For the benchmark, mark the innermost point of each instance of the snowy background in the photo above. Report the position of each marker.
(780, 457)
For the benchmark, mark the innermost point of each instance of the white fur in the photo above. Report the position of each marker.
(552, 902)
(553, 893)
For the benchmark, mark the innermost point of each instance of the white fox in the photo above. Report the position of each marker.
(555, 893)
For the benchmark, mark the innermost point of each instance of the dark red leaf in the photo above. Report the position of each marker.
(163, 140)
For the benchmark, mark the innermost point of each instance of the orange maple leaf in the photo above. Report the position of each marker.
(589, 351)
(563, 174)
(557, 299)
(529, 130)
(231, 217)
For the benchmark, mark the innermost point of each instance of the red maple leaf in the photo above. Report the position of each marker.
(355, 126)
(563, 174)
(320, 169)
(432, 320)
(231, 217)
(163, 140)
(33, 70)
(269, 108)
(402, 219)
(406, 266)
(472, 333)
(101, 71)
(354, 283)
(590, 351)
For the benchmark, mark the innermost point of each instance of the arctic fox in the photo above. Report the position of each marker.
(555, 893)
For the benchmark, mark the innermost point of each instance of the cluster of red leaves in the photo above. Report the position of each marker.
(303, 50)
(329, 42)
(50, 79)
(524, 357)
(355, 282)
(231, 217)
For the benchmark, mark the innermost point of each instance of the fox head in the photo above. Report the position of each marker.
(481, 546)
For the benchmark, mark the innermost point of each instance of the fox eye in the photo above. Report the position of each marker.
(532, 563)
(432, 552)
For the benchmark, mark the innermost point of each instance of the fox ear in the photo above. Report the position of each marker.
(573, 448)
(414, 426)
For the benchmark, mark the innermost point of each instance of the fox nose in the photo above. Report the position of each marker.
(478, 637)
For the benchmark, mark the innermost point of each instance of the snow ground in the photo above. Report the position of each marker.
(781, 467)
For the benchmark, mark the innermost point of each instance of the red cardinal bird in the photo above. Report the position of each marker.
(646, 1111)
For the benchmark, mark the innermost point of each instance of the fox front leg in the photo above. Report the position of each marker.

*-*-*

#### SHORT EXERCISE
Put every line of the data above into a Markdown table with the columns Row and Line. Number the lines in order and leave out any blank ones.

#### WRITTEN RESPONSE
| Row | Line |
|---|---|
| 1 | For the benchmark, mark the innermost point of each instance of the snowy background in the photo above. Report the position of each marker. |
| 2 | (780, 457) |
| 3 | For the benchmark, mark the innermost point of each instance of the white fur in the photo above. Report the position of each marker. |
| 4 | (552, 902) |
| 5 | (553, 893) |
| 6 | For the benchmark, mark the innermost point of each instance of the white fox in the photo above. Report the position of each marker. |
| 7 | (555, 893) |
| 8 | For the benchmark, mark the innermost point of each instance of the dark red leaf in the photo above. Report the position of each marker. |
| 9 | (163, 140) |
| 10 | For the benchmark, mark the innermost point of each instance of the orange maple leaf in the photo above. Report the position of each marker. |
| 11 | (589, 351) |
| 12 | (563, 174) |
| 13 | (557, 299) |
| 14 | (529, 130) |
| 15 | (231, 217) |
| 16 | For the benchmark, mark the innermost point of each instance of the red maple leaf in the photo above. Report the position of each marker. |
| 17 | (355, 126) |
| 18 | (563, 174) |
| 19 | (320, 169) |
| 20 | (432, 320) |
| 21 | (231, 217) |
| 22 | (163, 140) |
| 23 | (33, 70) |
| 24 | (269, 108) |
| 25 | (402, 219) |
| 26 | (406, 266) |
| 27 | (472, 333) |
| 28 | (101, 71) |
| 29 | (354, 283) |
| 30 | (590, 351) |
| 31 | For the benchmark, mark the innermost point of each instance of the arctic fox in the photo above. Report the position of each marker. |
| 32 | (555, 893) |
| 33 | For the benchmark, mark the innermost point of each instance of the cluster of red leaves in the photo above. Report the position of each marker. |
| 34 | (303, 50) |
| 35 | (329, 42) |
| 36 | (50, 79) |
| 37 | (524, 357) |
| 38 | (355, 282) |
| 39 | (231, 217) |
| 40 | For the benchmark, mark the innermost point of each instance of the fox head in the photo above. Report the position of each marker. |
| 41 | (481, 546) |
| 42 | For the benchmark, mark the innermost point of each instance of the fox eye in the photo above. Report the position of each marker. |
| 43 | (532, 563) |
| 44 | (432, 552) |
| 45 | For the benchmark, mark the innermost point of each instance of the fox ear in the photo above. Report the position of each marker. |
| 46 | (573, 448) |
| 47 | (414, 426) |
| 48 | For the benchmark, mark the innermost point of each instance of the fox nose in the photo above. Report the position of each marker. |
| 49 | (478, 637) |
| 50 | For the benchmark, mark the innermost point of each instance of the snow ground in the photo above. Report the position of each marker. |
| 51 | (781, 467) |
| 52 | For the benchmark, mark the innermost point of each instance of the red cardinal bird in the photo above. Report the position of each marker. |
| 53 | (646, 1111) |
| 54 | For the benchmark, mark the innermost point of each instance of the fox front leg in the photo above. Report the position of each marker. |